** Opening Recorded data block **

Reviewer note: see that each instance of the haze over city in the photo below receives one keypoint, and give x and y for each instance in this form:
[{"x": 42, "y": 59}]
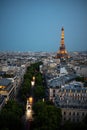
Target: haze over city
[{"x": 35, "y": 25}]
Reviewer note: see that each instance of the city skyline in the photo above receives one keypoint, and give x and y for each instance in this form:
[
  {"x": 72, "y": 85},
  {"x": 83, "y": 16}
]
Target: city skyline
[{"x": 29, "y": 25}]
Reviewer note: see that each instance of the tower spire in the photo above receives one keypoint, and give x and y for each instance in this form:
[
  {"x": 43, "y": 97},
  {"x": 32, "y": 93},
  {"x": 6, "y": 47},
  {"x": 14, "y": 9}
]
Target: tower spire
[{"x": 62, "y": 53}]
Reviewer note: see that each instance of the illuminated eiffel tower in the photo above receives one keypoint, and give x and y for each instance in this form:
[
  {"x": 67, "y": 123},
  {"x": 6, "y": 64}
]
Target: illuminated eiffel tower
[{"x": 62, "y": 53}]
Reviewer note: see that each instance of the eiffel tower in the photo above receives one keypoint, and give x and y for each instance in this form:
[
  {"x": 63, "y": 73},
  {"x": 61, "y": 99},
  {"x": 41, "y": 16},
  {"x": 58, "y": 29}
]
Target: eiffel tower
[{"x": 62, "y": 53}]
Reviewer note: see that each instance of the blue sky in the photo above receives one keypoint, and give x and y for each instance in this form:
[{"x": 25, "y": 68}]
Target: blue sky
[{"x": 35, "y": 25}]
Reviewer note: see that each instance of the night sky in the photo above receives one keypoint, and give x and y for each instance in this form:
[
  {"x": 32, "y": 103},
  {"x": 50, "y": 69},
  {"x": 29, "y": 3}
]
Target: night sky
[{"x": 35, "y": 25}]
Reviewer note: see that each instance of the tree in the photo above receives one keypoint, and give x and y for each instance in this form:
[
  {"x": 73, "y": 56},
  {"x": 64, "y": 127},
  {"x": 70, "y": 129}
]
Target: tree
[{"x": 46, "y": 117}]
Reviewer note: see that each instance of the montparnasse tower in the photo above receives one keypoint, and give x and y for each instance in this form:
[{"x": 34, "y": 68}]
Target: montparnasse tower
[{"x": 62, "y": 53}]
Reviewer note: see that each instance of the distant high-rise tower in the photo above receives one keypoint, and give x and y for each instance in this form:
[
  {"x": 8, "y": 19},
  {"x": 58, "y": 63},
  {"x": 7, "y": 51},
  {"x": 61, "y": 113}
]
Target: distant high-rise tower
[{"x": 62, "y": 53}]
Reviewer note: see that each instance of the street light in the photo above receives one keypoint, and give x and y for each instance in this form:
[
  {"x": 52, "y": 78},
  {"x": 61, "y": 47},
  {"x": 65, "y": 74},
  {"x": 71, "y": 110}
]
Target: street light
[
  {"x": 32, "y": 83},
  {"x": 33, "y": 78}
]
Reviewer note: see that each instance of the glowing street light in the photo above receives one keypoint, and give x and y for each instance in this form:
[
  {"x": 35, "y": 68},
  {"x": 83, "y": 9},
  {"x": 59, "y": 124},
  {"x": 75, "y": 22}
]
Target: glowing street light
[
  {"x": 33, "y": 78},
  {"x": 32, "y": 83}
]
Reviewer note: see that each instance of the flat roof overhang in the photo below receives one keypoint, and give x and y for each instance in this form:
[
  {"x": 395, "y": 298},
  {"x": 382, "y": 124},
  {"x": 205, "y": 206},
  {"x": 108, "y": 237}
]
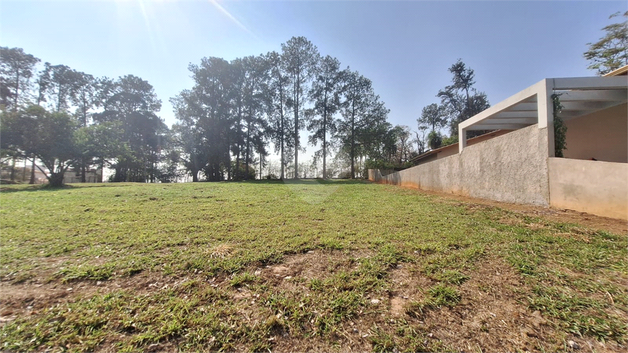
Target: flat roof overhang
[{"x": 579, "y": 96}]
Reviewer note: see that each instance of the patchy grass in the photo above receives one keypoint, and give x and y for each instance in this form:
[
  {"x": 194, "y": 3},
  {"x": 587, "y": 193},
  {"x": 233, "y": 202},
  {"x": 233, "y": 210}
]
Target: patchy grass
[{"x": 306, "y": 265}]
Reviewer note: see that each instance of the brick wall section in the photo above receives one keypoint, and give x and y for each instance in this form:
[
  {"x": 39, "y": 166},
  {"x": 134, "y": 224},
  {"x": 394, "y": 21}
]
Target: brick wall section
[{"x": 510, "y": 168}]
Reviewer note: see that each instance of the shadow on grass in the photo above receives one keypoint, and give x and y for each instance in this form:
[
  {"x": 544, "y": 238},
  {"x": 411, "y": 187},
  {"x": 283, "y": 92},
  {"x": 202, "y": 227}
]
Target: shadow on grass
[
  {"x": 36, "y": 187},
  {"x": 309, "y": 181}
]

** Closing Recorded data block **

▶ [Try it]:
Look through the material and copy each line that has "below".

▶ [Output of the exercise]:
Reviewer note: see that each instance of the haze over city in the photo below receives one keypoint, and give x and y for each instance in this form:
Reviewer note: see that each instance of the flat roof overhang in the photo below receives one keypoint, and give x and y for each instance in this form:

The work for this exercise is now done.